▶ **What you need to do**
Output the data exactly, with every line intact.

[Saved entries]
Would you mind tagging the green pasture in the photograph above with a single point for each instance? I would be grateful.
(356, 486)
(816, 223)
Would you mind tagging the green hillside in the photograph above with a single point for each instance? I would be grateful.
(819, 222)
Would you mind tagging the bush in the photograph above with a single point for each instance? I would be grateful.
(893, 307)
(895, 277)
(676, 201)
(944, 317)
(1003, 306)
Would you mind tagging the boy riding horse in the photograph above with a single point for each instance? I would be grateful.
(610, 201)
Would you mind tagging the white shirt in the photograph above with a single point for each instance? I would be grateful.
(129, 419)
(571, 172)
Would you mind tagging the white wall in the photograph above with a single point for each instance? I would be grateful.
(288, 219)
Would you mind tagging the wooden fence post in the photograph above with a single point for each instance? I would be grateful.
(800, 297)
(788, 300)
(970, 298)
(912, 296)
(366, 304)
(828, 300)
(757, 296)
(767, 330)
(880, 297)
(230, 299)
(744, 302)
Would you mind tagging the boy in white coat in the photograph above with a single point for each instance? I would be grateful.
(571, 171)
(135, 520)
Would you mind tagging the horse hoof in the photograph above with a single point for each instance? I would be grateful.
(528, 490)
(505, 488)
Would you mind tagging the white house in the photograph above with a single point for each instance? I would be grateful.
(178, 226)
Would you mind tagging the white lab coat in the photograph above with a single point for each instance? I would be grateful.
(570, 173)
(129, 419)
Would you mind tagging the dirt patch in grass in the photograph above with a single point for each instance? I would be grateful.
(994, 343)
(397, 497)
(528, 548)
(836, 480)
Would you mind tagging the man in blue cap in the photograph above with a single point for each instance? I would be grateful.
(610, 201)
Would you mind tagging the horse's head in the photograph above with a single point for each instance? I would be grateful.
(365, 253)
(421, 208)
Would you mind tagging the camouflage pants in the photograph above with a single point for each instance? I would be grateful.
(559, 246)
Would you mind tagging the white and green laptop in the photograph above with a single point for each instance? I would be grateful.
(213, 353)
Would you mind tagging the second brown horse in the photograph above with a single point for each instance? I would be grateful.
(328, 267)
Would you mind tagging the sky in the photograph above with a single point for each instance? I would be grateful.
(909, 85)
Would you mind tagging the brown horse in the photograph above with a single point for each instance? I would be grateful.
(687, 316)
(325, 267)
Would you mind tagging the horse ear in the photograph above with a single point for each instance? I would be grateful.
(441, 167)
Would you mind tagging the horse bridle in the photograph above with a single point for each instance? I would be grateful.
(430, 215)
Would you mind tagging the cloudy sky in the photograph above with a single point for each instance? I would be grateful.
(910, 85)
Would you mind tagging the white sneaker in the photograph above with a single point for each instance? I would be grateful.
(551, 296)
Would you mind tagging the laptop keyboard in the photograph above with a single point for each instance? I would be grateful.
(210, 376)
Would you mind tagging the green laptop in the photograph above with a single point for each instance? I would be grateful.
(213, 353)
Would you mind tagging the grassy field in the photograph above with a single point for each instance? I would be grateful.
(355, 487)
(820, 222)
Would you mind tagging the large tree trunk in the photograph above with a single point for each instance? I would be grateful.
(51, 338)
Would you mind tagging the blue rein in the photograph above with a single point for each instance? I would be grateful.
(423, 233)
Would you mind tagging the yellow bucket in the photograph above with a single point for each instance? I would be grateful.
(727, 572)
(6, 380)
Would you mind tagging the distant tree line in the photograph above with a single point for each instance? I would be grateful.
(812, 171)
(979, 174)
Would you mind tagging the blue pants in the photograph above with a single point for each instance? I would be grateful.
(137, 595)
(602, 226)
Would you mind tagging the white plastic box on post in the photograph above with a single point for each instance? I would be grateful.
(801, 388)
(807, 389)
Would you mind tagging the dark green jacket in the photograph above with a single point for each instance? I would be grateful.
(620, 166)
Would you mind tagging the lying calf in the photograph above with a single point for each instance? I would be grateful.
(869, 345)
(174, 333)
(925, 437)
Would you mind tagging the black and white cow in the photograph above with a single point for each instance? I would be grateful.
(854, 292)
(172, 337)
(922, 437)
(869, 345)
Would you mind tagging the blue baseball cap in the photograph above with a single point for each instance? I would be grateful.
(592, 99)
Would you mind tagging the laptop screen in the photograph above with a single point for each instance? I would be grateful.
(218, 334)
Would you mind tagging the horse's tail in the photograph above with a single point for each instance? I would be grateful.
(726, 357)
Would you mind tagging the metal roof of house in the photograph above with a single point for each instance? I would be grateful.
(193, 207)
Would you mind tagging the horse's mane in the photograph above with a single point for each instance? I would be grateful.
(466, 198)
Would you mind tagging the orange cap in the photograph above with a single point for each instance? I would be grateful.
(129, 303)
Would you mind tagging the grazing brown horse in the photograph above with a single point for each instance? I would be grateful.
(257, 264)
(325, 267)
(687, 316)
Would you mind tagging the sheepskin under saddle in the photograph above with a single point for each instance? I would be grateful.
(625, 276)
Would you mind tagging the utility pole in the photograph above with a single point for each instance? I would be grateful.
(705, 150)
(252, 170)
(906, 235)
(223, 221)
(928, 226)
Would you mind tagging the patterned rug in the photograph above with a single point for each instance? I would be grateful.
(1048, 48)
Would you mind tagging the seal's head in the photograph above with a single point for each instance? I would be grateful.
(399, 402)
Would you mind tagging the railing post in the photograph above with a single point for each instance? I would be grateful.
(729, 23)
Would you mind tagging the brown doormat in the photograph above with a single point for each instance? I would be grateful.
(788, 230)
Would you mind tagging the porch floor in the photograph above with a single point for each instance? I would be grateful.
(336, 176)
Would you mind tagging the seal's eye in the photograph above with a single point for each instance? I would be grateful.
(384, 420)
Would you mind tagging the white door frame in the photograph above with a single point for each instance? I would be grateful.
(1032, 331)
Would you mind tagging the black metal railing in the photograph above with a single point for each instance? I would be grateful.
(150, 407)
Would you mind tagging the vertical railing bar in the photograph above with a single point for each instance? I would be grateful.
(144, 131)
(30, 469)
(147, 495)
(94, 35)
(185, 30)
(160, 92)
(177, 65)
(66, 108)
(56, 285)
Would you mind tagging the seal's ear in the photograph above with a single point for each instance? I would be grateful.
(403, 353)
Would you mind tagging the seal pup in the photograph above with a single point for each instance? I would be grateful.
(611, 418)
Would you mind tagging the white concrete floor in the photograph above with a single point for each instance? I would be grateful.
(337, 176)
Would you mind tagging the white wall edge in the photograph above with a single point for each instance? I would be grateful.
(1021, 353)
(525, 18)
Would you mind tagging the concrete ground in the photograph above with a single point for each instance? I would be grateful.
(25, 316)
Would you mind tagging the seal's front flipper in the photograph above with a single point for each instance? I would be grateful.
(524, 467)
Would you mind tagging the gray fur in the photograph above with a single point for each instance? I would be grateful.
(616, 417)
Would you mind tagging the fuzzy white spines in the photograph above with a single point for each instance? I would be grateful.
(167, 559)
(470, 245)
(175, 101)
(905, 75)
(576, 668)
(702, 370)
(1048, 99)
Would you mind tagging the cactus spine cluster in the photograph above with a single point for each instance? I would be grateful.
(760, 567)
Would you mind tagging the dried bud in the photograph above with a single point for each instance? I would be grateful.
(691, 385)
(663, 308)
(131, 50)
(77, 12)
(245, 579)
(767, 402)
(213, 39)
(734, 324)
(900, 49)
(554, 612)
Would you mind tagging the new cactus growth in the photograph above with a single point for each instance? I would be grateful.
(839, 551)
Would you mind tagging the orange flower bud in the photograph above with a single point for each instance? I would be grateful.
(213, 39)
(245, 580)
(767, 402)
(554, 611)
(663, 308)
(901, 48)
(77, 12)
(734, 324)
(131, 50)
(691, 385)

▶ **Problem solution**
Would you mind tagging the green pasture in the photograph above with a single point for each instance? I would be grateful.
(356, 486)
(816, 223)
Would you mind tagging the green hillside in the photograph above with a single point for each instance? I would be grateful.
(819, 222)
Would you mind tagging the bush in the photograph above with a single point for each instance? I would be grateful.
(893, 307)
(895, 277)
(676, 201)
(944, 317)
(1003, 306)
Would you mind tagging the boy riding horse in the photograph above with a single point for each instance? I would be grateful.
(610, 201)
Would you mind tagging the white shirt in the photograph above with a single point for each instance? I would be grateful.
(129, 419)
(571, 172)
Would you mind tagging the white wall in the photograph above with a single point for each instance? I would be grateful.
(288, 219)
Would you mind tagging the wooden fence post in the photograph above with a single point for each instance? I would be grateful.
(800, 297)
(788, 300)
(970, 298)
(912, 296)
(366, 304)
(828, 300)
(757, 296)
(767, 330)
(880, 297)
(230, 299)
(744, 302)
Would you mind tagging the boy in white coat in the photograph above with a single point for each instance? I would be grateful.
(571, 171)
(135, 520)
Would you mind tagging the horse hoof in the photograph above with a single point for each instance? I would be grateful.
(528, 490)
(505, 488)
Would you mind tagging the white house in the photograph above with a single point for each instance? I would be grateful.
(178, 226)
Would you mind tagging the white lab coat in the photograph above with a single point for each instance? I would be grateful.
(570, 173)
(129, 419)
Would you mind tagging the dirt patch in grass in the photograph above with a single point for each instance? I would be grateful.
(994, 343)
(397, 497)
(528, 548)
(836, 480)
Would you mind tagging the man in blue cap in the photograph above with a single point for each instance? I would be grateful.
(610, 201)
Would you mind tagging the horse's head in the photograph above with a single point for each instance? I would be grateful.
(365, 253)
(421, 208)
Would you mind tagging the camouflage pants in the photograph above with a single point for each instance? I would be grateful.
(559, 246)
Would you mind tagging the white and green laptop in the photograph above with a single point for each instance? I would be grateful.
(213, 353)
Would you mind tagging the second brown horse in the photograph above with a single point for each instance? I would be grateful.
(328, 267)
Would you mind tagging the sky in the photograph above with a single point for each instance? I would be grateful.
(909, 85)
Would you mind tagging the brown horse in the photograph above with a single point for each instance? I would be grateful.
(687, 316)
(325, 267)
Would you mind tagging the horse ear in the photograph above with a single point for each instance? I would be grateful.
(441, 167)
Would you mind tagging the horse bridle in the photograph above with a single point for each instance? I would be grateful.
(430, 215)
Would you mind tagging the cloudy sky in the photograph above with a single point for each instance? I would be grateful.
(910, 85)
Would you mind tagging the white sneaker in the photograph above with a single point for each instance? I would be grateful.
(551, 296)
Would you mind tagging the laptop keyboard in the photograph above with a single point for each instance? I would be grateful.
(210, 376)
Would you mind tagging the green laptop in the photograph above with a single point for each instance? I would be grateful.
(213, 353)
Would you mind tagging the grassy field in the photograph above with a single point for each instance? I would be grateful.
(355, 487)
(820, 222)
Would you mind tagging the large tree trunk in the photograph above with a single point for each instance? I would be grateful.
(51, 338)
Would you mind tagging the blue rein in the photograph above with a single point for each instance? I would be grateful.
(423, 233)
Would you mind tagging the yellow bucket in the photograph above with a single point for each instance? I would be grateful.
(727, 572)
(6, 380)
Would you mind tagging the distant tree line in the photograph above with a single point for each instance? I would be grateful.
(812, 171)
(979, 174)
Would you mind tagging the blue pants in the photograph above with a single point for each instance? I would be grateful.
(137, 595)
(602, 226)
Would you mind tagging the white plastic box on post in the photograph above with a single point for each instance? I would be grateful.
(801, 388)
(807, 389)
Would you mind tagging the dark green jacket in the photograph above with a single point for each instance? I would be grateful.
(620, 166)
Would you mind tagging the lying calf in the photograph above with a single point for each instance? I would be grateful.
(869, 345)
(174, 333)
(925, 437)
Would you mind tagging the black and white cow in the photograph above with a single point for each instance? I would be grateful.
(854, 292)
(172, 337)
(922, 437)
(869, 345)
Would you mind tagging the blue baseball cap in the photograph above with a single point for each instance? I would be grateful.
(592, 99)
Would you mind tagging the laptop screen in the photograph above with a single point for each instance? I would be grateful.
(218, 334)
Would you mind tagging the horse's tail in the photograph above with a single point for each instance? I would be grateful.
(726, 357)
Would you mind tagging the metal roof of house in the photograph above with a single point for each instance? I would be grateful.
(193, 207)
Would you mind tagging the horse's mane in the photograph above with a single point for each instance? I would be grateful.
(466, 198)
Would you mind tagging the orange cap in the photograph above with a single point for each instance? I would be grateful.
(129, 303)
Would you mind tagging the grazing brown horse in the photograph above with a single point for each instance? I would be grateful.
(257, 264)
(325, 267)
(687, 316)
Would you mind tagging the sheepskin under saddle in the photograph above with a single point for each instance? I would be grateful.
(625, 276)
Would you mind tagging the utility pole in the photograph above with a single point for each instance? I would be grateful.
(705, 150)
(252, 170)
(906, 235)
(223, 221)
(928, 226)
Would you mind tagging the patterned rug in the photograph above with a single point for each instance? I would be grateful.
(1048, 48)
Would you mind tagging the seal's head in the photograph above with a single point for each instance? I would be grateful.
(399, 402)
Would you mind tagging the railing post in the photograph above with a single point for each instance? I would be grateful.
(729, 23)
Would you mind tagging the brown doormat in the photograph above with a single point for each instance? I would be grateful.
(788, 230)
Would you mind tagging the porch floor in the photograph above with a single point for each instance? I would be grateful.
(336, 176)
Would you mind tagging the seal's eye in the photograph above with a single point for each instance? I would be grateful.
(384, 420)
Would you mind tagging the white door frame in the photograph above with a single point for each instance? I would be grateful.
(1032, 331)
Would you mind tagging the black metal railing in the photograph above with a single point for each instance? I would be grateful.
(150, 407)
Would you mind tagging the vertical railing bar in the photograph above with a single point for each instance? I would be grateful.
(144, 131)
(30, 469)
(147, 495)
(94, 35)
(185, 30)
(160, 92)
(177, 65)
(66, 108)
(56, 285)
Would you mind tagging the seal's ear in the photograph above with a single point for each instance? I would be grateful.
(403, 353)
Would you mind tagging the seal pup in the photograph above with a single point for each instance? I would be grateful.
(611, 418)
Would you mind tagging the white concrete floor in the photograph above with a single point for each instance? I would be grateful.
(337, 176)
Would you mind tagging the white wall edge in the photograph above with a single point for each instance? I would be grateful.
(1021, 353)
(525, 18)
Would you mind tagging the concrete ground in the photograph above with a single point for each instance? I would be grateful.
(25, 316)
Would you mind tagging the seal's front flipper in the photograph above with a single point for each instance? I would be grateful.
(524, 467)
Would you mind tagging the gray fur in the photograph above with a single point for each instance? I would be grateful.
(616, 417)
Would you mind tagging the fuzzy white spines in the photograph above with a single point for each instance? I would be grateful.
(167, 559)
(470, 245)
(175, 101)
(905, 75)
(576, 668)
(702, 370)
(1048, 99)
Would you mind tagging the cactus spine cluster in the photograph above with a single point for each instance? I would be grateful.
(760, 567)
Would you mind tagging the dried bud in the photograph above with a single point for each instance? I would be grateful.
(691, 385)
(663, 308)
(131, 50)
(77, 12)
(245, 579)
(767, 402)
(213, 39)
(734, 324)
(900, 49)
(554, 612)
Would you mind tagging the new cactus growth in the photograph above with a single point for each instance? I would be grateful.
(839, 551)
Would you mind tagging the orange flower bud in the photograph above with a single point for each instance? I would be grateful.
(213, 39)
(245, 580)
(767, 402)
(554, 611)
(663, 308)
(901, 48)
(77, 12)
(734, 324)
(131, 50)
(691, 385)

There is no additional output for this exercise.